Le membre gouvernemental du Paraguay, s’exprimant au nom du groupe des Etats d’Amérique latine et des Caraïbes (GRULAC), a remercié le gouvernement pour les informations fournies. La convention a été adoptée dans le souci de compléter la protection offerte aux salariés contre des salaires excessivement bas. L’orateur a aussi salué les mesures que le gouvernement a prises pour tenir compte des positions des partenaires sociaux lors de la fixation du salaire minimum. Conformément au Programme de développement durable à l’horizon 2030, une croissance économique soutenue, inclusive et durable est essentielle à la prospérité, et ne sera possible que si la richesse est partagée et si l’on s’attaque aux inégalités de revenus. C’est pourquoi le gouvernement a pour tâche essentielle de garantir la stabilité sociale des travailleurs. L’orateur a également accueilli avec satisfaction les informations selon lesquelles l’augmentation réelle du salaire minimum a permis de faire reculer les inégalités salariales. Le gouvernement est invité à poursuivre ses efforts en vue de renforcer ses mécanismes de consultation des partenaires sociaux.

# [CONSIGNE DONNÉE A]
Reproduisez sans rien changer les lignes des enregistrements, de celle qui contient « the red classic » jusqu'à la dernière des enregistrements, ces deux bornes incluses.

# [LIGNES DE DONNÉES]
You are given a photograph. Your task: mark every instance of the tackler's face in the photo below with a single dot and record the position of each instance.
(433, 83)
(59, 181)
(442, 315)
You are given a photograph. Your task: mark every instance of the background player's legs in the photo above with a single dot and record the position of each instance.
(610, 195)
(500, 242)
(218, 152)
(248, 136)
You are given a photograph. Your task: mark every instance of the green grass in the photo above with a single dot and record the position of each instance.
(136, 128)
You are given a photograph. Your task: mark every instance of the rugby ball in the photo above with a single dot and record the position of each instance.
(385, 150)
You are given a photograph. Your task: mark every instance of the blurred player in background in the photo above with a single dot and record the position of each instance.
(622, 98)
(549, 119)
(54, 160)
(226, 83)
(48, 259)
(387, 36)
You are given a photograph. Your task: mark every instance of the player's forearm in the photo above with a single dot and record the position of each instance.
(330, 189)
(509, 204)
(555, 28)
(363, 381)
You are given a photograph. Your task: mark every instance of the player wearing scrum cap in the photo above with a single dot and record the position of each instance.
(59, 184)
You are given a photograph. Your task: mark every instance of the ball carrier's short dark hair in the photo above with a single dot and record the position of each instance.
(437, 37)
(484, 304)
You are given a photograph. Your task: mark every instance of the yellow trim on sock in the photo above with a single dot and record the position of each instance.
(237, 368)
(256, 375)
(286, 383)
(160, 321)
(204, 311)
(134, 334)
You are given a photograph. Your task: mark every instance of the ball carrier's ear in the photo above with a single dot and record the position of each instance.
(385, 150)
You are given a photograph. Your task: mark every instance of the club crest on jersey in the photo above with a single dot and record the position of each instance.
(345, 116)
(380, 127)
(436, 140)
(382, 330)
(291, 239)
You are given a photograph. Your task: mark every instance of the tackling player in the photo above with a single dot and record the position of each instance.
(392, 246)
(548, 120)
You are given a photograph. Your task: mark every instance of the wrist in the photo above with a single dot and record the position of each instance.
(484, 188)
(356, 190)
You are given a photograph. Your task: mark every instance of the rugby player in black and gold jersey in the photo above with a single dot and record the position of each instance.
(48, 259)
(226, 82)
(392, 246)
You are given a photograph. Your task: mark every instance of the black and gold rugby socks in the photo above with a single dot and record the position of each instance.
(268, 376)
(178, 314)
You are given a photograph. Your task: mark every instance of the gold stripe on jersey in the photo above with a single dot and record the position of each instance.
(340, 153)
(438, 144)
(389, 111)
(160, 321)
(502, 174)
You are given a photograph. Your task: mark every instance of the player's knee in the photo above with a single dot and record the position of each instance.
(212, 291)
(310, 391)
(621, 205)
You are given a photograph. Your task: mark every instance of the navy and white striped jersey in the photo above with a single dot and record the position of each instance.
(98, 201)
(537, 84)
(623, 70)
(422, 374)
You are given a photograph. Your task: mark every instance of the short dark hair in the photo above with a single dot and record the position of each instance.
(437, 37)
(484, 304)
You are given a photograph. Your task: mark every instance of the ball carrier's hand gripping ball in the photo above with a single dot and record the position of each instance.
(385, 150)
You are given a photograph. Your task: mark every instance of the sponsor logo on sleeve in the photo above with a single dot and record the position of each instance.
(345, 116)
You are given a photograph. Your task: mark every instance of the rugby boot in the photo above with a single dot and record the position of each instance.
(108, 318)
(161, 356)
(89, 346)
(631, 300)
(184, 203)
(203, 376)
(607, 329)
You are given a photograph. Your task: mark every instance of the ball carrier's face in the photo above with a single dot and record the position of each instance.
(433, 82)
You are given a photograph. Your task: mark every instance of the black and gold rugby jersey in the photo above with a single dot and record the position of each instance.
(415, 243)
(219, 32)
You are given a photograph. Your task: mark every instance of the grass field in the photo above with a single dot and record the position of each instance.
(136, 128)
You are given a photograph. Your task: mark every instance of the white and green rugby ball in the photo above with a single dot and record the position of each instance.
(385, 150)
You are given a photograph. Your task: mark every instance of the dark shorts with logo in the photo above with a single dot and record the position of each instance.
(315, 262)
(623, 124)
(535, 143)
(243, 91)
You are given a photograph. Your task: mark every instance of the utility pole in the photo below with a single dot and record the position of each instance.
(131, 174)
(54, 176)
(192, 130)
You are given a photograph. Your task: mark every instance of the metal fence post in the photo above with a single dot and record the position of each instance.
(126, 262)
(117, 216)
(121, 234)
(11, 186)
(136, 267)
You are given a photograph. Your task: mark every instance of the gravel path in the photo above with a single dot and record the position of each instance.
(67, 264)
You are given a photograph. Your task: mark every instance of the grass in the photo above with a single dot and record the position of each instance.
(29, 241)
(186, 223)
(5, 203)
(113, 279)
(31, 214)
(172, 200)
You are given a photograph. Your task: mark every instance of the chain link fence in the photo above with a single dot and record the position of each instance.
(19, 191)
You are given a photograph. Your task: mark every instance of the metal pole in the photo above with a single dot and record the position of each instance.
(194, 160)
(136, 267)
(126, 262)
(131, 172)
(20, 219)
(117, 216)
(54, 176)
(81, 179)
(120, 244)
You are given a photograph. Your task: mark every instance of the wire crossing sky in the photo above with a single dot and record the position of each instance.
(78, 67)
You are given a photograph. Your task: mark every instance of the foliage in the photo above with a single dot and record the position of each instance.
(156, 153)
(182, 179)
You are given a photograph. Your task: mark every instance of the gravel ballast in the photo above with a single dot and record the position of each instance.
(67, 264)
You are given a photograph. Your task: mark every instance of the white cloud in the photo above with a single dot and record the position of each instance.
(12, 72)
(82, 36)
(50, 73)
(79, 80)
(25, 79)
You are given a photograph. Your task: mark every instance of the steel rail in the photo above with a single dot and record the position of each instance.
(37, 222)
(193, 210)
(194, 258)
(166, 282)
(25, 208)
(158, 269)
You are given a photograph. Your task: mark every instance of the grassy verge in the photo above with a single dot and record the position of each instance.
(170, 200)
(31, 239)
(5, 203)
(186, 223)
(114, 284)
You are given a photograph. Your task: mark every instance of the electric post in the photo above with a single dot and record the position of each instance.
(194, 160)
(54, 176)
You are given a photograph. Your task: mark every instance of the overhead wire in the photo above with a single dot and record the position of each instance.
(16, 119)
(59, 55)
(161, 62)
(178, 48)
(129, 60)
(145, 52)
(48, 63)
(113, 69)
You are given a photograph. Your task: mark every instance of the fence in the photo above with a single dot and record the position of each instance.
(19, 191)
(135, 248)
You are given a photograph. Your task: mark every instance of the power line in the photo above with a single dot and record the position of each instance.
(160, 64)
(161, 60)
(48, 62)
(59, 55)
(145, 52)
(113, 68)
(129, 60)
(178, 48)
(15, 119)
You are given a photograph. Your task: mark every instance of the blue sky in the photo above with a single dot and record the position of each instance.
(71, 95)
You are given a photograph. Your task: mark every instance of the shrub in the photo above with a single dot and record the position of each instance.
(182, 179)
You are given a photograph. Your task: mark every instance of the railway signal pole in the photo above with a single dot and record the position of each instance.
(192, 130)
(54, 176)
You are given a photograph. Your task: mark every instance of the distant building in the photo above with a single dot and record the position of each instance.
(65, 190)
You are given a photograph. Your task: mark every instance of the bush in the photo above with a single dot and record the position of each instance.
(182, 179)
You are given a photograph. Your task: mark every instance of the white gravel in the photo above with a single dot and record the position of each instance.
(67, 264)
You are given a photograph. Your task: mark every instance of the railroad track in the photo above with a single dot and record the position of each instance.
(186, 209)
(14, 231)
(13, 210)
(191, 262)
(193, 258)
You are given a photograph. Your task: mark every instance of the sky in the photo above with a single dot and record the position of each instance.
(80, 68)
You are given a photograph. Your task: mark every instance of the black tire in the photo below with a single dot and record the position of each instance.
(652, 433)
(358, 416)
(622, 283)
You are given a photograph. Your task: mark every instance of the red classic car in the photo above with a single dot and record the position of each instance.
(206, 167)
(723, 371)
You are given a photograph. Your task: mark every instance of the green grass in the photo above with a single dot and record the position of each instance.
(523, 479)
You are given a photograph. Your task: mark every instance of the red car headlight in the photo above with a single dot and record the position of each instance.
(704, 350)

# [CONSIGNE DONNÉE B]
D'après l'extrait du texte, au nom de quel groupe le membre gouvernemental du Paraguay s'est-il exprimé ?

# [RÉPONSE FOURNIE A]
You are given a photograph. Your task: mark every instance of the red classic car in the photo above with a single dot and record the position of each instance.
(206, 167)
(723, 371)
You are given a photograph. Your task: mark every instance of the green grass in the photo above with a single dot and record the position of each instance.
(523, 479)
You are given a photograph. Your task: mark every instance of the red car headlight in the photo above with a single dot and record the position of each instance.
(704, 350)

# [RÉPONSE FOURNIE B]
Au nom du groupe des Etats d'Amérique latine et des Caraïbes (GRULAC).